Could you reproduce, exactly as written, every line from the one containing "Localize cameraman. Reply" through the last line of the records, and nothing else?

(Dataset entries)
=-=-=-=-=

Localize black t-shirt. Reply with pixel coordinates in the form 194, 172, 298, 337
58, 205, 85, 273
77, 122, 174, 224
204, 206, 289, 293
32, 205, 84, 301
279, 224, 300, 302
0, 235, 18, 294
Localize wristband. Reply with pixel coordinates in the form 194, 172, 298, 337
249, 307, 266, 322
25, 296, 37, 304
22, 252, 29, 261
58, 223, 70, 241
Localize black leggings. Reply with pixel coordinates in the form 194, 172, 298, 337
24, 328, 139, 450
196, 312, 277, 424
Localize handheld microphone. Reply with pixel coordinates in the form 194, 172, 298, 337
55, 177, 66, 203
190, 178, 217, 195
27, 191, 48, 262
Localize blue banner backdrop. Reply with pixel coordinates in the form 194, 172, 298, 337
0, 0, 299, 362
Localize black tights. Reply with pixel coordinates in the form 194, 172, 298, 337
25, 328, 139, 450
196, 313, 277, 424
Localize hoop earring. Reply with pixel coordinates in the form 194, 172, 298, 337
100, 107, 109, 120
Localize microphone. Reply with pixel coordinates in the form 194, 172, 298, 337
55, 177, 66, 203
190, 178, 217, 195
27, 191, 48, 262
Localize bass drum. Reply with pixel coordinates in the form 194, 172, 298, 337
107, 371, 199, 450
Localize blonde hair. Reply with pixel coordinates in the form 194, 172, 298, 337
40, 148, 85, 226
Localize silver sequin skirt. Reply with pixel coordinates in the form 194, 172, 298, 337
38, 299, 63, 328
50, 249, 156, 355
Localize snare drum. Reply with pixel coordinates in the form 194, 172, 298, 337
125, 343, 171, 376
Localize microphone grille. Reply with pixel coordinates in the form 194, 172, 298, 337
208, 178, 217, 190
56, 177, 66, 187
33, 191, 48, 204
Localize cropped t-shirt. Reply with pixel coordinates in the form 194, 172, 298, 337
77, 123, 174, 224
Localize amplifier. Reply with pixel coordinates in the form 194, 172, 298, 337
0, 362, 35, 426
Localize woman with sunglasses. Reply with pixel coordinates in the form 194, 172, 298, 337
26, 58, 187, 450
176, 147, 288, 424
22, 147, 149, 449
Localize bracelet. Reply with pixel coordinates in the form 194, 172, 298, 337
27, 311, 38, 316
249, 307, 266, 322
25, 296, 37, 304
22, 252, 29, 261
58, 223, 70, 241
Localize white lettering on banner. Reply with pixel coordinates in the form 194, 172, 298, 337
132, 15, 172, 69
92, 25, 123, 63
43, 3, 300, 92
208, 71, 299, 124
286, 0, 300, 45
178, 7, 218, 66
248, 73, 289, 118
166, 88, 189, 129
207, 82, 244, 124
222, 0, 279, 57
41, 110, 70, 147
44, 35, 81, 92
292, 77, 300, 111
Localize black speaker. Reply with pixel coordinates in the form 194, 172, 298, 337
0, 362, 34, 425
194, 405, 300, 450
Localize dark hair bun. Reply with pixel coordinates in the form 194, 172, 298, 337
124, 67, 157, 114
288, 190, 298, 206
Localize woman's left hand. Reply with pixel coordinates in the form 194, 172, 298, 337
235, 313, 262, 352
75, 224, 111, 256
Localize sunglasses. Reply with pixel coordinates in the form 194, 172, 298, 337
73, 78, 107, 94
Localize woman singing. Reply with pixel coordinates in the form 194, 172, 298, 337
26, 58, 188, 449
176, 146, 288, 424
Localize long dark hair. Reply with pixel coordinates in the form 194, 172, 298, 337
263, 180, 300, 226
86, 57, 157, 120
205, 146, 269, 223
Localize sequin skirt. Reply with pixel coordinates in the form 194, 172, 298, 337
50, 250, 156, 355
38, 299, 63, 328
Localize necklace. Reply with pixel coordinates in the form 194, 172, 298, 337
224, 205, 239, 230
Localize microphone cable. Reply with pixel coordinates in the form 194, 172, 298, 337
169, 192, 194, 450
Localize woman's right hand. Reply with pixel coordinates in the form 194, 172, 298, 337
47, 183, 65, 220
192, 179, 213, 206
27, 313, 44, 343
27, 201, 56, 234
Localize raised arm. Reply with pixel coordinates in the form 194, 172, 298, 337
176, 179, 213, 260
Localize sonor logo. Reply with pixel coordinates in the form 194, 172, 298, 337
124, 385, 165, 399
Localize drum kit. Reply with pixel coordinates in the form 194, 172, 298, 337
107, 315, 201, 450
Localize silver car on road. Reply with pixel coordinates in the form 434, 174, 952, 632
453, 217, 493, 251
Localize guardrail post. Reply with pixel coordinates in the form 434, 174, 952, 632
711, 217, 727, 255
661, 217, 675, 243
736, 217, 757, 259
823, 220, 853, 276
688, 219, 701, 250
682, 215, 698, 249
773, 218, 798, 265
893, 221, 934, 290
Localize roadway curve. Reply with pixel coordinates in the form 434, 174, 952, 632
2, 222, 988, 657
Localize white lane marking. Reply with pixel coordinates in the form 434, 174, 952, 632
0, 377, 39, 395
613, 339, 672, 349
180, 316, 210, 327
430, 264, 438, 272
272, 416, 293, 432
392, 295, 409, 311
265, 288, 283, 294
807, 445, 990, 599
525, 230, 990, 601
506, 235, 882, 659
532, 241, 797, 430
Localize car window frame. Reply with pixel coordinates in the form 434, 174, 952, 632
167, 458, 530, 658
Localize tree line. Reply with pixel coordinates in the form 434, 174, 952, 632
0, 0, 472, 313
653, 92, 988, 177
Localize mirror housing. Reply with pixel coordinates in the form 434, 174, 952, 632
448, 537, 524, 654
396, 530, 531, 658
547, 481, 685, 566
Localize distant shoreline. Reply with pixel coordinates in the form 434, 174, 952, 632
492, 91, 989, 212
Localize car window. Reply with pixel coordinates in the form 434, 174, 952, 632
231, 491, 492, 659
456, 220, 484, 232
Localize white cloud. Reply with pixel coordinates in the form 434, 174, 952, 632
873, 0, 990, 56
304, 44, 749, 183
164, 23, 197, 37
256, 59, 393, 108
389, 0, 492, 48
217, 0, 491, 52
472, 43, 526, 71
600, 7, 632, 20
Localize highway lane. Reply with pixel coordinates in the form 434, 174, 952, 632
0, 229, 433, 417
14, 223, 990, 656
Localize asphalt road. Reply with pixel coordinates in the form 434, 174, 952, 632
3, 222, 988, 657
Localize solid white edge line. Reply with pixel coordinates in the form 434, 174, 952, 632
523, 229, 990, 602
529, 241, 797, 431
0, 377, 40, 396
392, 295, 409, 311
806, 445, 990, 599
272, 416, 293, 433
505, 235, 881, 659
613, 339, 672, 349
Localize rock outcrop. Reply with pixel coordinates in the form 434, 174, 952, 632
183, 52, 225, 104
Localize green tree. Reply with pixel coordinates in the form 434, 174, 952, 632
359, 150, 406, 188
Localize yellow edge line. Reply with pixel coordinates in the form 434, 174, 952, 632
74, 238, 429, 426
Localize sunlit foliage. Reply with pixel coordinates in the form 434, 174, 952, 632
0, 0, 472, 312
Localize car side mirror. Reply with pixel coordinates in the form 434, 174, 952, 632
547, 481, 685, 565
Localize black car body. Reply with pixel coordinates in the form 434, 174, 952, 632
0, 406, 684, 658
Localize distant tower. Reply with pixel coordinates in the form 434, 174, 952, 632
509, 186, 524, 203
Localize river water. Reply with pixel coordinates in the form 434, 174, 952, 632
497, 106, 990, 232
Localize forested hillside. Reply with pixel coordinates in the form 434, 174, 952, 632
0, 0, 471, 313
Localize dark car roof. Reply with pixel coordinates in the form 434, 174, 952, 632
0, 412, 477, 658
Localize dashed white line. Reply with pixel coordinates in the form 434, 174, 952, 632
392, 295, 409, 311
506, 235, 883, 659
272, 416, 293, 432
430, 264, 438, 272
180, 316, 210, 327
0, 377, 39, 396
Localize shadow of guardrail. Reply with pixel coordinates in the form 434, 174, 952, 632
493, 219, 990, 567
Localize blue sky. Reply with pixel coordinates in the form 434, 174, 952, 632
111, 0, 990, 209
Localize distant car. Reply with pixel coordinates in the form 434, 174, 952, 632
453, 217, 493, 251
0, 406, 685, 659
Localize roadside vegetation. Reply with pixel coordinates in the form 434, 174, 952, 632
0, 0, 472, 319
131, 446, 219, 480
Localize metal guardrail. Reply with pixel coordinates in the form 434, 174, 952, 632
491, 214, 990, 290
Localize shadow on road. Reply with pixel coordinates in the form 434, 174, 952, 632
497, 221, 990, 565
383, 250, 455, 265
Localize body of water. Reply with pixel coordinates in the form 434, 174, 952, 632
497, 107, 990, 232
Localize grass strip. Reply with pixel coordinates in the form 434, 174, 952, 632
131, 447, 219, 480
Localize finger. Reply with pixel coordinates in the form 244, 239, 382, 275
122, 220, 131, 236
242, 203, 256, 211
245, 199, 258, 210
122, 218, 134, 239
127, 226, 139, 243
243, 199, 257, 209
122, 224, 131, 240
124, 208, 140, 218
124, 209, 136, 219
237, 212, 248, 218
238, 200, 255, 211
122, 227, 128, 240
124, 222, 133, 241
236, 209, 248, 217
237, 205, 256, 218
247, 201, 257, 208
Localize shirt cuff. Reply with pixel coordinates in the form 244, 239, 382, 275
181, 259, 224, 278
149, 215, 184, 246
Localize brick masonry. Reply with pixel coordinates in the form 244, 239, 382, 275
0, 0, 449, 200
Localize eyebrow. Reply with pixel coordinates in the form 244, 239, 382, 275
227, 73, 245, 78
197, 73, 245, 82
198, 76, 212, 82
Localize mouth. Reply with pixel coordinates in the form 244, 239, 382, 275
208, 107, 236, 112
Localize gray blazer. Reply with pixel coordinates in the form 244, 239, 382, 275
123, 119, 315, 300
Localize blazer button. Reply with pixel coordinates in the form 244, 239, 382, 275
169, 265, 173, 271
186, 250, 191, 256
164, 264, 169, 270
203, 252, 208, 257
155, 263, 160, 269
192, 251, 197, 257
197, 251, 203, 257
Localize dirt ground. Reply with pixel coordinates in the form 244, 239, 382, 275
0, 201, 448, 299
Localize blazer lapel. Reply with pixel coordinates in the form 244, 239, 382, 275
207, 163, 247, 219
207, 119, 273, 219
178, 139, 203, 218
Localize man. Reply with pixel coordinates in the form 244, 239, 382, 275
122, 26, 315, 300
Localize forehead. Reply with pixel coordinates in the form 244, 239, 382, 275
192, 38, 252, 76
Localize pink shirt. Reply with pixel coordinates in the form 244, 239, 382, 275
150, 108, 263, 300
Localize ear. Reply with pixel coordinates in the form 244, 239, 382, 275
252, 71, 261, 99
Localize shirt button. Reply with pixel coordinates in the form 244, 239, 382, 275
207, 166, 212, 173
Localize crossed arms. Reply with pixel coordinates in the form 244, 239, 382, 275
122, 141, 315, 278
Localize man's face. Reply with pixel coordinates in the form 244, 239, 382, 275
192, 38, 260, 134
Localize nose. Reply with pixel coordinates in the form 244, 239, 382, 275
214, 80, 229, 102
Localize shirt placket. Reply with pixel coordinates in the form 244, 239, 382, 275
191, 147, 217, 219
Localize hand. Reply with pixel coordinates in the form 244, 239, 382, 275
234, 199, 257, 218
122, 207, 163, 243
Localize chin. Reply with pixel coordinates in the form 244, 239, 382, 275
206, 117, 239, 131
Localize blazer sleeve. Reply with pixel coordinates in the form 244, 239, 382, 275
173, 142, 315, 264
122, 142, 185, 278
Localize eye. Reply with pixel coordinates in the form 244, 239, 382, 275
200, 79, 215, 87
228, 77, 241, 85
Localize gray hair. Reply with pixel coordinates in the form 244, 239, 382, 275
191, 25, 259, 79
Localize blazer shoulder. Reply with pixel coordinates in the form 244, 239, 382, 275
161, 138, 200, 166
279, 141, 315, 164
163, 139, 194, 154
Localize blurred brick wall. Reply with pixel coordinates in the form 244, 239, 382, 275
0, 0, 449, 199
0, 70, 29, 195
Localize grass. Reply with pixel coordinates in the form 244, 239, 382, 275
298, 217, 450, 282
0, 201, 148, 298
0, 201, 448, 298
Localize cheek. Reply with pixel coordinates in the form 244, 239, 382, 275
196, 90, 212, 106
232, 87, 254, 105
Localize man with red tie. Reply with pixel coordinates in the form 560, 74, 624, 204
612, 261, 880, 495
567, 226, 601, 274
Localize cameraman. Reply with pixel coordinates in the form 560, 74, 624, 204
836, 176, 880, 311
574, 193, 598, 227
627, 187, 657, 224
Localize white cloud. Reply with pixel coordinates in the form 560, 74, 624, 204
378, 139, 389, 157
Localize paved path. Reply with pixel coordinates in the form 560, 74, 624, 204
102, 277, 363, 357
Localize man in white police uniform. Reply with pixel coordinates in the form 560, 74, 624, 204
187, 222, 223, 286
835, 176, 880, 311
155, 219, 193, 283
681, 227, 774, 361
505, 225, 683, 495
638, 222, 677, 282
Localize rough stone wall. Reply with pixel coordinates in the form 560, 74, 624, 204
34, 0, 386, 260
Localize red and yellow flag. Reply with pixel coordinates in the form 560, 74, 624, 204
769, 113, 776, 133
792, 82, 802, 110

=-=-=-=-=

» EXERCISE RESPONSE
Localize cameraman. Reply with pixel coordinates in the form 560, 74, 624, 204
836, 176, 880, 311
574, 193, 598, 227
627, 187, 657, 224
Localize white cloud. Reply with pixel coordinates in the form 560, 74, 624, 204
378, 139, 389, 157
Localize paved path. Reply with pixel coordinates in the form 560, 74, 624, 204
102, 277, 363, 357
Localize man in white police uniform. Reply with pixel coordinates in the form 560, 74, 624, 204
187, 222, 223, 286
835, 176, 880, 311
155, 219, 193, 283
681, 227, 774, 361
505, 225, 683, 495
638, 222, 677, 282
Localize rough stone wall. Reply with pixel coordinates in the form 560, 74, 624, 204
34, 0, 386, 260
Localize red and yellow flag. Reply with pixel coordinates in the form 560, 74, 624, 204
769, 113, 776, 133
792, 82, 802, 110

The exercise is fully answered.